### GIVEN INSTRUCTION
Could you reproduce the items word for word, from the line containing "photograph in the photo above." through the end of the items, leaving out any pictures?

### ROWS

* * *

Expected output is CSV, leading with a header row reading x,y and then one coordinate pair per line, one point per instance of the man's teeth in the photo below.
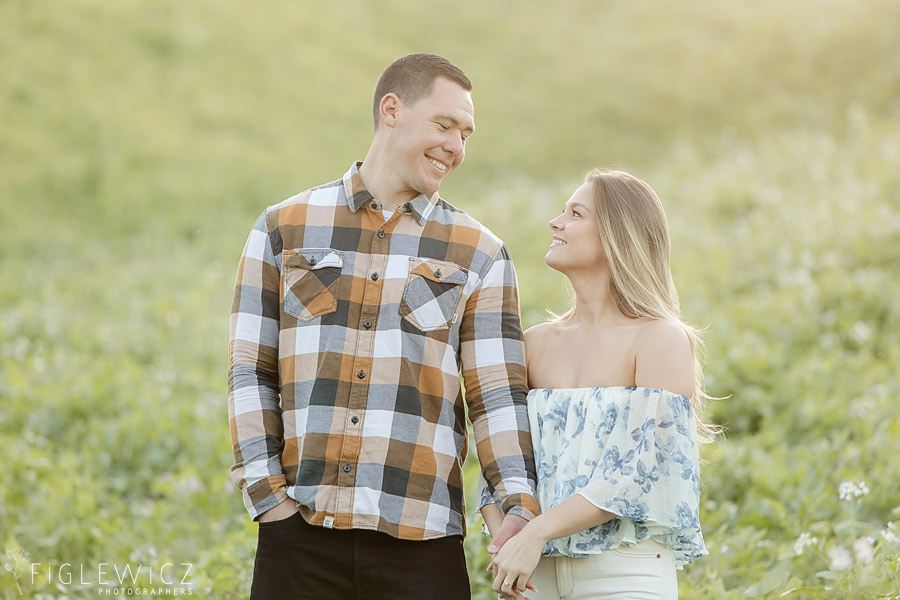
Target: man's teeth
x,y
439,165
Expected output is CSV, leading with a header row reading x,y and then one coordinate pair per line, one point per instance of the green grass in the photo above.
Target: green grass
x,y
139,141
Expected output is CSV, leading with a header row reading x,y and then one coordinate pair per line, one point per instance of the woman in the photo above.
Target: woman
x,y
615,386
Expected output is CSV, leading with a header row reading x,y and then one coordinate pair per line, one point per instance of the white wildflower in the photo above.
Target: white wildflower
x,y
839,558
850,491
803,542
860,332
864,550
889,534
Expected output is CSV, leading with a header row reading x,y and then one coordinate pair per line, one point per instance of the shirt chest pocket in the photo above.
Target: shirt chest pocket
x,y
311,277
432,293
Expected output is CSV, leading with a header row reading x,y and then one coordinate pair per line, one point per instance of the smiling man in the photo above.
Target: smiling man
x,y
357,306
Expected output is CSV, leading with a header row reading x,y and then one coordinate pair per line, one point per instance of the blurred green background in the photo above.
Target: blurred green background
x,y
140,140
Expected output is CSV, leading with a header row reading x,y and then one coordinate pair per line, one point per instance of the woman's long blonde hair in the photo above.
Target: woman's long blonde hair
x,y
635,238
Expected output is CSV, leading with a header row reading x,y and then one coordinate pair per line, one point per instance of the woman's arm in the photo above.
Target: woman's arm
x,y
517,559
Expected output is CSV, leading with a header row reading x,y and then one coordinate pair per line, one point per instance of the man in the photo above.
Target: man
x,y
357,305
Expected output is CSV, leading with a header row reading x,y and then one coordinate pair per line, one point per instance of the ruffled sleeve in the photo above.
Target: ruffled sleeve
x,y
634,454
648,472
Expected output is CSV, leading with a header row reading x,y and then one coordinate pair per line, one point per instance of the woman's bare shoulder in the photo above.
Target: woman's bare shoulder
x,y
539,333
663,358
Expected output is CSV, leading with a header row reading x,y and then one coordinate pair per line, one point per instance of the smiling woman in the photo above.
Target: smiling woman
x,y
616,390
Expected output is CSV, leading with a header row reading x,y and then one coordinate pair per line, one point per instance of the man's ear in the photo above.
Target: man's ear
x,y
388,109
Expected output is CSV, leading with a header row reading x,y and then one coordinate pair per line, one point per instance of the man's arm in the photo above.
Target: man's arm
x,y
493,368
254,411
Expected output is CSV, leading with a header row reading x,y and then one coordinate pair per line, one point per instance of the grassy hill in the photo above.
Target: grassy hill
x,y
140,140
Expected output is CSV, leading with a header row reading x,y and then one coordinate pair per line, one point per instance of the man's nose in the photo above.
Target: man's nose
x,y
455,144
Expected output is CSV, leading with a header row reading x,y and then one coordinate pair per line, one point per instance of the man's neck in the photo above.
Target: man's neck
x,y
379,183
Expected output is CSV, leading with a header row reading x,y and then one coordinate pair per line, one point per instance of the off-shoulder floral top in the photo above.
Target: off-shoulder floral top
x,y
631,451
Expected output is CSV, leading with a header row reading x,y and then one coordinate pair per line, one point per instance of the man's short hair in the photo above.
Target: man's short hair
x,y
411,78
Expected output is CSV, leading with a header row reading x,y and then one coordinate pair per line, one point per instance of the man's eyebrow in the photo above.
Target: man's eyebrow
x,y
456,122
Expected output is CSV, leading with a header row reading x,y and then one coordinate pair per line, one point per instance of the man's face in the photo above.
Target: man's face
x,y
428,139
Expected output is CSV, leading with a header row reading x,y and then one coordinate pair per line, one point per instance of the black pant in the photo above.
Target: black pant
x,y
296,561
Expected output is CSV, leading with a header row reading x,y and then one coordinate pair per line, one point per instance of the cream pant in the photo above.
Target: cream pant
x,y
645,571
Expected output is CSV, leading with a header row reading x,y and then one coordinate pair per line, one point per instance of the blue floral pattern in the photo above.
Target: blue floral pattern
x,y
631,451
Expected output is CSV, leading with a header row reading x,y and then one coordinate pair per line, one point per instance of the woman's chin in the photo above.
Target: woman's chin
x,y
551,261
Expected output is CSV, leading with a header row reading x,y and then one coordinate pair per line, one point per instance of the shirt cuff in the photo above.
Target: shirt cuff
x,y
523,505
265,494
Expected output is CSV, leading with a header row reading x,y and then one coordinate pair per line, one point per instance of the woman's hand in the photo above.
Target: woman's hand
x,y
516,560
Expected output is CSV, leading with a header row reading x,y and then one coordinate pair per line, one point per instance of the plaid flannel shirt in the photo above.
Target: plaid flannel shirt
x,y
361,327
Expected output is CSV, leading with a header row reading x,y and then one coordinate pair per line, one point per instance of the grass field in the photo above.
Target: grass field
x,y
139,141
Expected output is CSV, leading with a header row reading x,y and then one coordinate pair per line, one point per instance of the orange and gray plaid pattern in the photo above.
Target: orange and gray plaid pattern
x,y
348,335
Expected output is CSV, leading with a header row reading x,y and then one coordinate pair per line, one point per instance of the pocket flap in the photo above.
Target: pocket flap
x,y
313,258
440,271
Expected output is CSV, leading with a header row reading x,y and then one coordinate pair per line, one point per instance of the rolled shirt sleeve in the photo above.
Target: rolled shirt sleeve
x,y
493,367
254,409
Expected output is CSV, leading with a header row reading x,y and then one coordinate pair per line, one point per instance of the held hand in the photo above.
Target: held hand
x,y
516,561
279,512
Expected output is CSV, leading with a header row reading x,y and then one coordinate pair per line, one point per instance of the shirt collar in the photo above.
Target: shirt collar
x,y
357,195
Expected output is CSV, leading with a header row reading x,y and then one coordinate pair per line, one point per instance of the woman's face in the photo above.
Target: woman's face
x,y
576,240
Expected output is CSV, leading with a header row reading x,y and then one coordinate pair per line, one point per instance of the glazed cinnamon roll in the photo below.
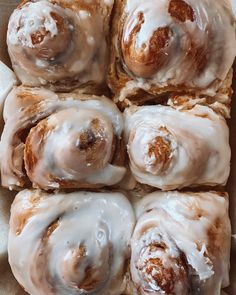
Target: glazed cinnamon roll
x,y
171,45
61,141
74,243
171,149
60,43
181,244
7,81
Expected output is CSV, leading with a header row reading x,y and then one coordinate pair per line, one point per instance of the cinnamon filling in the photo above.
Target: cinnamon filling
x,y
147,60
161,148
181,11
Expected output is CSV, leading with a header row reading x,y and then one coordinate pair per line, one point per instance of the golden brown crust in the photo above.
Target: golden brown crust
x,y
128,62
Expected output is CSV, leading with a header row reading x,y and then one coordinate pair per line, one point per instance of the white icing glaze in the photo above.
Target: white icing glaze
x,y
73,47
83,254
197,140
183,222
212,31
59,122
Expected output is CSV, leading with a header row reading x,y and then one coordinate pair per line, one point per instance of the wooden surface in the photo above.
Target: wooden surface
x,y
7,282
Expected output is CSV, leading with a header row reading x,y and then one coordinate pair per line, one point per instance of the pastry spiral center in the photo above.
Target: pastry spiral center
x,y
70,142
161,267
45,33
151,149
144,59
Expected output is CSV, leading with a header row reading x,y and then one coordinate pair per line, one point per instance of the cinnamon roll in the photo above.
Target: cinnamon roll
x,y
171,45
7,82
181,244
60,43
171,149
74,243
61,141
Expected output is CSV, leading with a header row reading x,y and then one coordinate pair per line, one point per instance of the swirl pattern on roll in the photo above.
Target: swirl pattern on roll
x,y
62,44
171,149
181,244
75,243
61,141
171,45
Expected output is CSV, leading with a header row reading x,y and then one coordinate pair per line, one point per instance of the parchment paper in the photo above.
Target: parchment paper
x,y
8,285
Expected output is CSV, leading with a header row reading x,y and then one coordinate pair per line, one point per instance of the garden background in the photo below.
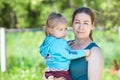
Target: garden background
x,y
24,22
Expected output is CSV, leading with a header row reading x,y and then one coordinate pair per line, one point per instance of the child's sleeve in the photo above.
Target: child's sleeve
x,y
65,50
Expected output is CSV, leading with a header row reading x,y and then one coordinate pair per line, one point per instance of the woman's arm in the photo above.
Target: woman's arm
x,y
95,64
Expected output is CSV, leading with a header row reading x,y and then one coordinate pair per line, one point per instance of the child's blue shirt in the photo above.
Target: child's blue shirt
x,y
58,53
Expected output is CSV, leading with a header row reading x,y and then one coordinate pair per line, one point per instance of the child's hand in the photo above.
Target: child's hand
x,y
88,52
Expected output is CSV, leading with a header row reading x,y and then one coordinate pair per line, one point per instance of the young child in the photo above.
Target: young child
x,y
55,48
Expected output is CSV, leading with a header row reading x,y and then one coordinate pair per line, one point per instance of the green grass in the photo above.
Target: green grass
x,y
25,63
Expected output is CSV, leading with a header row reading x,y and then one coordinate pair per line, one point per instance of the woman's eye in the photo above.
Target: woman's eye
x,y
76,22
65,28
86,23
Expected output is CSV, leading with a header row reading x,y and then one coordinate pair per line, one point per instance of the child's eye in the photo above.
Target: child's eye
x,y
65,28
61,29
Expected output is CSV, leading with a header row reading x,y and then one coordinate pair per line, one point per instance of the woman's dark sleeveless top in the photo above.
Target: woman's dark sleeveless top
x,y
79,67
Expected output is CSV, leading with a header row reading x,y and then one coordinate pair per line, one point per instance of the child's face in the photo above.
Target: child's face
x,y
59,31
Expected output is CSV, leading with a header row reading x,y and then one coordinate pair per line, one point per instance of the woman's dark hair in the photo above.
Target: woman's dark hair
x,y
86,11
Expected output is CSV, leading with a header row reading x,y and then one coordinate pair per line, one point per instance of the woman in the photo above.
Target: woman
x,y
89,68
86,68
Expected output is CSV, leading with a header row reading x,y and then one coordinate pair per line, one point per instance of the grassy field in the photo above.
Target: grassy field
x,y
25,63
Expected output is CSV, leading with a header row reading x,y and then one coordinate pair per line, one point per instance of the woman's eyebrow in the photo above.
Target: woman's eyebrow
x,y
77,20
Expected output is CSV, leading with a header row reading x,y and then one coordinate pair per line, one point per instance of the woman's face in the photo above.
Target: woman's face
x,y
82,25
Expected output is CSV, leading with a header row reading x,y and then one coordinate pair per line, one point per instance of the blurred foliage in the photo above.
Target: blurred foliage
x,y
25,63
33,13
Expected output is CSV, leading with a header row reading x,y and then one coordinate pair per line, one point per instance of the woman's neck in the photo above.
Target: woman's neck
x,y
82,43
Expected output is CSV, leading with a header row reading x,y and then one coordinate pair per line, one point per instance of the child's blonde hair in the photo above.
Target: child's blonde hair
x,y
54,19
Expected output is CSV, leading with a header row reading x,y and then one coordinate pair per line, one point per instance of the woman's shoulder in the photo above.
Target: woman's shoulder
x,y
96,53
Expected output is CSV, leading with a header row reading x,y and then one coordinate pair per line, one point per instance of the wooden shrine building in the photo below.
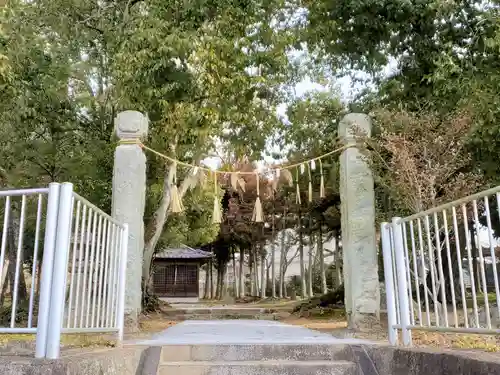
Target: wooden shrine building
x,y
176,272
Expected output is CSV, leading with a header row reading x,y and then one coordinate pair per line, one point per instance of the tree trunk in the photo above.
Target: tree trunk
x,y
236,283
5,285
255,274
311,267
211,273
251,269
273,267
206,286
13,243
241,272
273,254
301,257
282,263
321,253
218,284
155,227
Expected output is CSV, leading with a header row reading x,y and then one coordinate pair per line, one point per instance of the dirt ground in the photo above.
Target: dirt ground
x,y
489,343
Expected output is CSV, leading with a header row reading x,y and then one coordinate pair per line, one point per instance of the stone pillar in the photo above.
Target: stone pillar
x,y
129,196
362,294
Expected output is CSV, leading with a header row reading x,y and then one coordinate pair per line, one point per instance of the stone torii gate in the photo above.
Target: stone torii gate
x,y
357,210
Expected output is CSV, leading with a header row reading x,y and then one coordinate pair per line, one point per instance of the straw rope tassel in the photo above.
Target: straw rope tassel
x,y
322,181
257,210
216,215
297,197
176,205
309,187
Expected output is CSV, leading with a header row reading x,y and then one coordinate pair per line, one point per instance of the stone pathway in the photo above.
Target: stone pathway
x,y
200,332
247,347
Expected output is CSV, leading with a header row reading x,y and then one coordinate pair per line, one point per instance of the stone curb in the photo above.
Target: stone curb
x,y
415,361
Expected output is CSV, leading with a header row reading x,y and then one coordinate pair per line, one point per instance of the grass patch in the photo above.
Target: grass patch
x,y
67,340
492,298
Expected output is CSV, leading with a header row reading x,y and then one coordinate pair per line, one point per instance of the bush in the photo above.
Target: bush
x,y
335,298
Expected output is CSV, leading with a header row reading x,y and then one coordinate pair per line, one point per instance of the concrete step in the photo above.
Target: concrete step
x,y
259,368
253,352
257,316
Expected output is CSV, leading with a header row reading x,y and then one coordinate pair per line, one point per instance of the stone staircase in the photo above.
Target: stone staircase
x,y
255,359
207,313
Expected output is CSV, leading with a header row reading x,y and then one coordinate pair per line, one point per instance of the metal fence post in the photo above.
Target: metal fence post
x,y
58,287
404,304
120,313
47,267
390,289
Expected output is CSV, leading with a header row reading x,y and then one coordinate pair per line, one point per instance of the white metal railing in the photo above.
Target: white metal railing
x,y
77,266
441,270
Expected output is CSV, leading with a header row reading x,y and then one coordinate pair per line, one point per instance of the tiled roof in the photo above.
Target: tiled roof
x,y
183,252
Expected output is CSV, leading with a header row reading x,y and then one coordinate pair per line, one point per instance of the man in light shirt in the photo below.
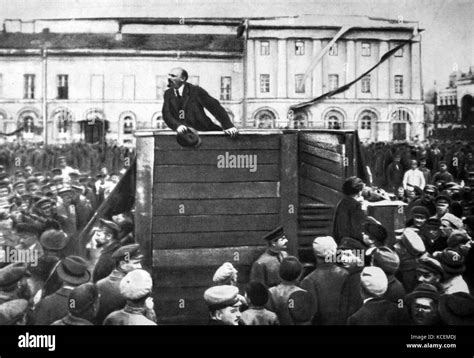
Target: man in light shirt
x,y
414,177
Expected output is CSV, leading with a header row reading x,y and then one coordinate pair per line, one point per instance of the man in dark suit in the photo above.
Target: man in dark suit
x,y
184,106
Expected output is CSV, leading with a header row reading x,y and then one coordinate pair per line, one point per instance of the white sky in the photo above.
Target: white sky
x,y
447,42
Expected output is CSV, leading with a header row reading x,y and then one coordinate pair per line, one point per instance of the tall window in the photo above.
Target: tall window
x,y
226,88
97,87
399,53
264,48
63,89
128,125
128,87
264,83
299,84
365,84
29,87
161,85
365,49
333,50
333,82
334,123
299,48
366,123
398,84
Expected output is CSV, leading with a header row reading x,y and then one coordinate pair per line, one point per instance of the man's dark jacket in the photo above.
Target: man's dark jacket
x,y
192,103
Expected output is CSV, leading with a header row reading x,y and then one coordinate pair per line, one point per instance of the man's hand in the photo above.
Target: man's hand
x,y
233,132
182,129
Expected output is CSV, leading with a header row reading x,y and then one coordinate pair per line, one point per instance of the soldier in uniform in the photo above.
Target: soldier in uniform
x,y
73,272
223,303
106,238
266,268
136,288
83,306
127,258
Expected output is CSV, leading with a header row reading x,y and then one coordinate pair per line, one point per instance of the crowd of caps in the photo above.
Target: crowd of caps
x,y
421,274
41,217
404,169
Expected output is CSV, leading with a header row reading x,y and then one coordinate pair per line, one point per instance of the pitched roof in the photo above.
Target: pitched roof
x,y
158,42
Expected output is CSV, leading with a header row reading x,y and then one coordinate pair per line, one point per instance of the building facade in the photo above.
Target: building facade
x,y
95,79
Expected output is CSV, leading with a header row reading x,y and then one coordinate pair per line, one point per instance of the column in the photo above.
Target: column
x,y
251,76
317,70
383,73
415,71
350,68
282,85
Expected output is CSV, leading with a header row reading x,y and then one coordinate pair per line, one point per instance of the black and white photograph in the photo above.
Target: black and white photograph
x,y
197,163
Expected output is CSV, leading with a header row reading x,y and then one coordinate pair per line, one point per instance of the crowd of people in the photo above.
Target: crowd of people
x,y
42,213
421,274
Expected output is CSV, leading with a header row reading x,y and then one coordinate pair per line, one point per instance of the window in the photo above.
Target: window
x,y
62,83
28,124
333,82
334,123
299,84
398,84
264,83
365,49
226,88
128,87
128,125
365,84
97,87
264,48
366,123
194,80
161,86
399,53
29,87
299,48
334,119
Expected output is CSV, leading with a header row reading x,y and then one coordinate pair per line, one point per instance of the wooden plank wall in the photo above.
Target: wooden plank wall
x,y
321,174
204,216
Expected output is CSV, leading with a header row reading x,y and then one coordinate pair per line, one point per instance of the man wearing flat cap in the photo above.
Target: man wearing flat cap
x,y
184,105
290,273
453,265
349,215
423,305
126,258
12,282
408,248
266,268
429,270
106,238
375,309
325,282
389,262
442,176
430,192
136,288
224,305
73,272
83,306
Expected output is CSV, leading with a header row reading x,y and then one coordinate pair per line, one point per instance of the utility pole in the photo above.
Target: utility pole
x,y
43,44
44,56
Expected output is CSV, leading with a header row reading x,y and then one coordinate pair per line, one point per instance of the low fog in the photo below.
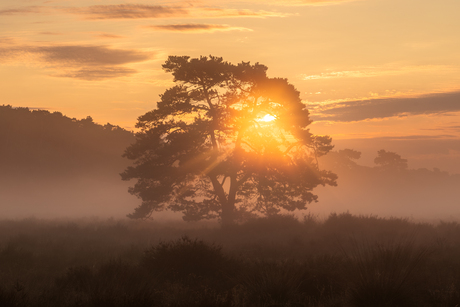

* * *

### TASK RESULT
Expected output is CSV, leading with a header row reading x,y and then one coordinate pair per line, one point per instance of the black and white photograph in the photo above.
Target: black and white photograph
x,y
197,163
Expected output is CSV, leading with a header row reading x,y and then one coordinate pair per line, one point per instance of the crowd of people in the photo above.
Target: crowd of people
x,y
42,213
421,274
Expected output is CSV, leading with a header row reading x,y and then one coordinate pair per line, one point per instance of the window in the photo above.
Target: window
x,y
62,83
28,124
333,82
334,123
299,84
398,84
264,83
365,49
226,88
128,87
128,125
365,84
97,87
264,48
366,123
194,80
161,86
399,53
29,87
299,48
334,119
Expected output is CSV, leading with a header row reading x,y and then one coordinate pair per line, one point per instance of the wooden plank wall in the photo above.
Target: wooden plank wall
x,y
321,174
204,216
Expected output is CSV, leading with a header row reading x,y and then one coordinate pair per line, one point per instance of the man wearing flat cap in the photo above.
Target: man wearing flat cap
x,y
184,105
290,273
453,265
349,215
423,305
126,258
12,282
408,248
266,268
429,270
106,238
375,309
325,282
389,262
442,176
430,192
136,288
224,305
73,272
83,306
Expected output is CSV, leading with a header row reading x,y and then one coordinate pair per line, one point per instance of the utility pole in the photo above.
Target: utility pole
x,y
43,44
44,56
Expected output is CSV, leading with a header row reading x,y and then one coordinate pair per line, one point per instance of the low fog in the photo below.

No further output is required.